*What you are asked to do*.
The records are given next. Repeat each one exactly.

Dataset items
• • • • • • •

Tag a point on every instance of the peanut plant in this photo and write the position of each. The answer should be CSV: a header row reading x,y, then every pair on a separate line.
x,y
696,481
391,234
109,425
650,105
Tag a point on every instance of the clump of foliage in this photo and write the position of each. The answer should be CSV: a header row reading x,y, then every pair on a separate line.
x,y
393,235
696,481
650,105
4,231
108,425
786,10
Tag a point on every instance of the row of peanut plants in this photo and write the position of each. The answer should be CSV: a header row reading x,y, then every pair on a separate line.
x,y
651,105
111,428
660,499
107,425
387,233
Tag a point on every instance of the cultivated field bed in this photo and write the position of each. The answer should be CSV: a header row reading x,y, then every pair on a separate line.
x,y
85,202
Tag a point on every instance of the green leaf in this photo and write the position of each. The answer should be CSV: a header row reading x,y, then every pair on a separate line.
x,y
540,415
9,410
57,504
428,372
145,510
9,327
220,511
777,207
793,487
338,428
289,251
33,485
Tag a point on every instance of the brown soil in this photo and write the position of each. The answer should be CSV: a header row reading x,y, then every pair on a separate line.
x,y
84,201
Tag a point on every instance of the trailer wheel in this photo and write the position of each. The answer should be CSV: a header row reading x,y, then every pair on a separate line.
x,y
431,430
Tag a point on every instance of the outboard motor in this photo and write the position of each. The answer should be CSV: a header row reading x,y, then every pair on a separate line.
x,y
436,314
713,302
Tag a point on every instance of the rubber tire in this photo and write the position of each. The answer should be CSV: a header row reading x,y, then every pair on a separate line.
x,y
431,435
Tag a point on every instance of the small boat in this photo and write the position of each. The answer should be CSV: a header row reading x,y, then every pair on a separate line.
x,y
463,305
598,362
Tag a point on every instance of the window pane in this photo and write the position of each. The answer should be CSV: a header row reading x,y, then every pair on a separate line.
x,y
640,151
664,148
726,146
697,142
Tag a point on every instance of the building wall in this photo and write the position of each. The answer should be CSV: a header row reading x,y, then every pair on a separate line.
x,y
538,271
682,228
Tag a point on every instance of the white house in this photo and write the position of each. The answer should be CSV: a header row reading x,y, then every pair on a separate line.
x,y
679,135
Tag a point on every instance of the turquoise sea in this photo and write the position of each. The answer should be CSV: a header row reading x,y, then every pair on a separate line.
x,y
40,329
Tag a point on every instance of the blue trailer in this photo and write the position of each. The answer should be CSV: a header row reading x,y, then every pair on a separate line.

• • • • • • •

*Expected answer*.
Tag a point on every instance of the peanut plant in this photo and write the position of each. The answer should be CSV: a header row reading x,y, then every pair on a separate line.
x,y
696,481
391,234
109,425
650,105
Tag a point on every instance of the clump of foliage in this photo and write the position of each. The answer should be CSV: a header row reading x,y, then every pair on a separate line.
x,y
393,235
696,481
650,105
4,231
108,425
786,10
Tag a point on every instance of the row of peanut plants in this photo and write the position of each. The answer should be CSV: a header row reading x,y, then every pair on a separate line.
x,y
651,105
111,428
660,499
107,425
387,233
Tag a point on every instance of the cultivated field bed in this photo and write the position of each. The answer should be CSV: a header row reading x,y, then every pair on a separate line.
x,y
85,202
Tag a point on every instance of the green leaf in this photo and write the position of each. The answer should be CSV: a header row reading x,y, then every pair on a separate line.
x,y
540,415
9,410
57,504
428,372
145,510
9,327
220,511
777,207
793,487
338,428
289,251
33,485
Tag a point on every instance of the brown soil in this photo and write the position of each. The answer should be CSV: a header row reading x,y, then every pair on a separate line.
x,y
84,201
Tag a point on every instance of the trailer wheel in this photo and write the position of each. The answer should be CSV: a header row reading x,y, then every pair on a separate line.
x,y
431,430
Tag a point on every instance of the outboard motor in this photo and write the position of each. The answer should be CSV: a header row reading x,y, then every pair on a separate line.
x,y
436,314
713,302
Tag a point on every instance of the rubber tire in this photo and write the position of each. The answer should be CSV: a header row reading x,y, then every pair on a separate line.
x,y
431,435
Tag a point on every instance of the small boat in this photo and write the position of each. The answer should be CSV: a header row reading x,y, then every pair on a separate line.
x,y
463,305
598,362
Tag a point on every instance of the window pane in this photo and write the position of each. The answer should be CSV: a header row reading x,y, then every pair on a separate line.
x,y
640,151
664,148
726,146
697,142
Tag a point on every instance of the building wall in this photo and write the position of each. The answer should be CSV: a header row reading x,y, then every pair on a separate line.
x,y
538,271
682,228
Tag a point on every instance of the white house in this photo and write the position of each. The answer should be CSV: a header row reading x,y, then every pair on a separate line.
x,y
679,135
Tag a point on every instance of the turquoise sea in this photo and write the position of each. The answer should be CSV: a header row reading x,y, then every pair on a separate line.
x,y
40,329
Tag a point on every instance of the blue trailer in this photo and write the position of each. The answer should be CSV: a header row reading x,y, then every pair on a separate line.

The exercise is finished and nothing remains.